This topic provides the DDL syntax that is used to create a Datagen source table, describes the parameters in the WITH clause, and provides sample code.

What is a Datagen source table?

A Datagen source table is a built-in connector of the Flink system. This connector periodically generates random data of the type that corresponds to the Datagen source table. If an error is returned when you create a source table of another type, but you cannot determine whether it is caused by a system error or an invalid setting of a parameter in the WITH clause of the source table, you can change the value of connector to datagen and click Run. If no error is returned, the Flink system is normal. You must check the settings of parameters in the WITH clause.

Limits

Only Flink that uses Ververica Runtime (VVR) 2.0.0 or later supports Datagen connectors.

DDL syntax

CREATE TABLE datagen_source (
  name VARCHAR,
  score BIGINT
) WITH (
  'connector' = 'datagen'
);

Parameters in the WITH clause

Parameter Description Required Remarks
connector The type of the source table. Yes Set the value to datagen.
rows-per-second The rate at which random data is generated. No Default value: 10000 data records per second.
fields.#.length The length of the generated random string. No Default value: 100. The CHAR, VARCHAR, and STRING data types are supported.
fields.#.kind
  • For unbounded data in the data source, fields.#.kind specifies a random number generator. This is the default value.
  • For bounded data in the data source, fields.#.kind specifies a sequence generator.
No N/A.
fields.#.max The maximum value of the random number generator. No Only numeric values are supported.

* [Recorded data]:
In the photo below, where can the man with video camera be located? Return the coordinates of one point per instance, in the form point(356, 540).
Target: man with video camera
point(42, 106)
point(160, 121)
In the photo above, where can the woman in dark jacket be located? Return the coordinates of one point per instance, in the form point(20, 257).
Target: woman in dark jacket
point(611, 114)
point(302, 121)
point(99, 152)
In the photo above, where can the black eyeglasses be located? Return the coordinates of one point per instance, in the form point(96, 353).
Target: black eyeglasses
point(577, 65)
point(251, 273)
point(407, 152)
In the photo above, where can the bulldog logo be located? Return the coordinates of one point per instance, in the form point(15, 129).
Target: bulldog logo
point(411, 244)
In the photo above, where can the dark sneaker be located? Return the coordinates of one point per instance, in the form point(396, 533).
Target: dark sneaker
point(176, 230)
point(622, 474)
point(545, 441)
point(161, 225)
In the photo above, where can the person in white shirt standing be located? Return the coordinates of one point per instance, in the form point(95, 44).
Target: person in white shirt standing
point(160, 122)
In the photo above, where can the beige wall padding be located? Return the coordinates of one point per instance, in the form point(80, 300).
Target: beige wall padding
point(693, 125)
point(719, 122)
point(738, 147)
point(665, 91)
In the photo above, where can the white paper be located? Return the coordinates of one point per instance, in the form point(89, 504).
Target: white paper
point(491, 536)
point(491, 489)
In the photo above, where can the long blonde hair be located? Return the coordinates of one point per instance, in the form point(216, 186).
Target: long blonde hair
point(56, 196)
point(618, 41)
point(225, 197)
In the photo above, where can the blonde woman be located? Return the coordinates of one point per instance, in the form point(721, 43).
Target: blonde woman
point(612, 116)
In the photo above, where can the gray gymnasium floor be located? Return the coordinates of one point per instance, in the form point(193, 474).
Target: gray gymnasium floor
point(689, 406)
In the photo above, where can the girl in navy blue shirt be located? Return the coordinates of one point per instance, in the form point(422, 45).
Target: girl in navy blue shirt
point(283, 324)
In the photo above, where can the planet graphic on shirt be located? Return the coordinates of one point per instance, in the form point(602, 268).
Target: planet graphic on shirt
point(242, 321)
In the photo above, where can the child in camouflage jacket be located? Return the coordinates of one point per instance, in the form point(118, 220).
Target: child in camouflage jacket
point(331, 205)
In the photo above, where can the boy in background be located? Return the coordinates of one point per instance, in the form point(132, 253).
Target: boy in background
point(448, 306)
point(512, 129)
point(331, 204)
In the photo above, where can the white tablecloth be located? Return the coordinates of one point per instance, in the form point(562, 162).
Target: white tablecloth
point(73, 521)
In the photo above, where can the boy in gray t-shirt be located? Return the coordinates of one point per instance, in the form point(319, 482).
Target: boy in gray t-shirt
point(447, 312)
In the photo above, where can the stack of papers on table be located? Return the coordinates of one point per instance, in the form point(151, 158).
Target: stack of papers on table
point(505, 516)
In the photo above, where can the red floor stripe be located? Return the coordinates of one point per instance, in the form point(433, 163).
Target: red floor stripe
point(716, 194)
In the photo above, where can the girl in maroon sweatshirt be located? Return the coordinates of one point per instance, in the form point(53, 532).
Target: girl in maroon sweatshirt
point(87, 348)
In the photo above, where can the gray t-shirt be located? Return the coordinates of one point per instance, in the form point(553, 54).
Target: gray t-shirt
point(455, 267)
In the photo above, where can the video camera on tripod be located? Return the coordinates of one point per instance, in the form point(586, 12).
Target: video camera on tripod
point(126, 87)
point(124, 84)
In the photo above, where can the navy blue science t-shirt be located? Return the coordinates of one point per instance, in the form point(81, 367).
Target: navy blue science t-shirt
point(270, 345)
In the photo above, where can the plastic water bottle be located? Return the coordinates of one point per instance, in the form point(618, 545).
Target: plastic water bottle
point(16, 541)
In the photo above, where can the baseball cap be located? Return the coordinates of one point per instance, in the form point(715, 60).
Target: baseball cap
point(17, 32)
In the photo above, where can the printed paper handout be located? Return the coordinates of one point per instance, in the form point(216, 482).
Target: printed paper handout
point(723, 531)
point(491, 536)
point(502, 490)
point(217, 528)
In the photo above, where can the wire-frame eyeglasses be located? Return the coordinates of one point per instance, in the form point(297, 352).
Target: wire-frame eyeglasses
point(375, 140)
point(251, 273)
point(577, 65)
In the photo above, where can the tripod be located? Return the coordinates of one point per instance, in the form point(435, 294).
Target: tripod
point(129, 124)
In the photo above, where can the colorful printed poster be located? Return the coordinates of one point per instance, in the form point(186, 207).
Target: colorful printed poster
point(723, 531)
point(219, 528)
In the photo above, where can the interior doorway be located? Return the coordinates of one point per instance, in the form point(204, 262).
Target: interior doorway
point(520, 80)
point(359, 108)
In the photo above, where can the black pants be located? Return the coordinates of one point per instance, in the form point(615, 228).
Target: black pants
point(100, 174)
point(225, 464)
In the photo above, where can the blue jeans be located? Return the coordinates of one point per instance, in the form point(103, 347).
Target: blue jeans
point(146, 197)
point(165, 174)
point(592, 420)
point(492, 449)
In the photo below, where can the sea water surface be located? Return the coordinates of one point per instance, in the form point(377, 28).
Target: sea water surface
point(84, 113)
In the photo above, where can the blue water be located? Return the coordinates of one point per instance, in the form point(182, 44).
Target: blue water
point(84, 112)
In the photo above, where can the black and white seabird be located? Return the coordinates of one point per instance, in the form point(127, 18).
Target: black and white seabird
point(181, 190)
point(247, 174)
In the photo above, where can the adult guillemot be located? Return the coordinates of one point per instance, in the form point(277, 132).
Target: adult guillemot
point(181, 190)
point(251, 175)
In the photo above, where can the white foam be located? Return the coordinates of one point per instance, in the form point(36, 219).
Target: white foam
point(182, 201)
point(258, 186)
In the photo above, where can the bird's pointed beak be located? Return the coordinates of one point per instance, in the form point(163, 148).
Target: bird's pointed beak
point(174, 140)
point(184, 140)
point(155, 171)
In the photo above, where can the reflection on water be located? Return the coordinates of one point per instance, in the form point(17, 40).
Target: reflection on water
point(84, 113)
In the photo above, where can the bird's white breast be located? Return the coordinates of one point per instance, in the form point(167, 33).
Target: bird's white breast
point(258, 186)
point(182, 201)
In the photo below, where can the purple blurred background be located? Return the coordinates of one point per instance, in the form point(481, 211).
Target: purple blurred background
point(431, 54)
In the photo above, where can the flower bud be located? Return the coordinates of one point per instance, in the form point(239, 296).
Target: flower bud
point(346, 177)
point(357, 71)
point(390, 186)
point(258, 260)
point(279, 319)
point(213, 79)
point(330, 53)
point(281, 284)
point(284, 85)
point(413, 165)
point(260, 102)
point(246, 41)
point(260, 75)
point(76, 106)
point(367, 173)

* [Problems to solve]:
(1) Rewrite the Datagen source table text between "A Datagen source table is" and "supports Datagen connectors.", inclusive, changing "Flink system" to "Flink engine".
(2) Name every parameter listed in the WITH clause table of the Datagen source table text.

* [Solutions to the problems]:
(1)
A Datagen source table is a built-in connector of the Flink engine. This connector periodically generates random data of the type that corresponds to the Datagen source table. If an error is returned when you create a source table of another type, but you cannot determine whether it is caused by a system error or an invalid setting of a parameter in the WITH clause of the source table, you can change the value of connector to datagen and click Run. If no error is returned, the Flink engine is normal. You must check the settings of parameters in the WITH clause.

Limits

Only Flink that uses Ververica Runtime (VVR) 2.0.0 or later supports Datagen connectors.

(2) connector, rows-per-second, fields.#.length, fields.#.kind, fields.#.max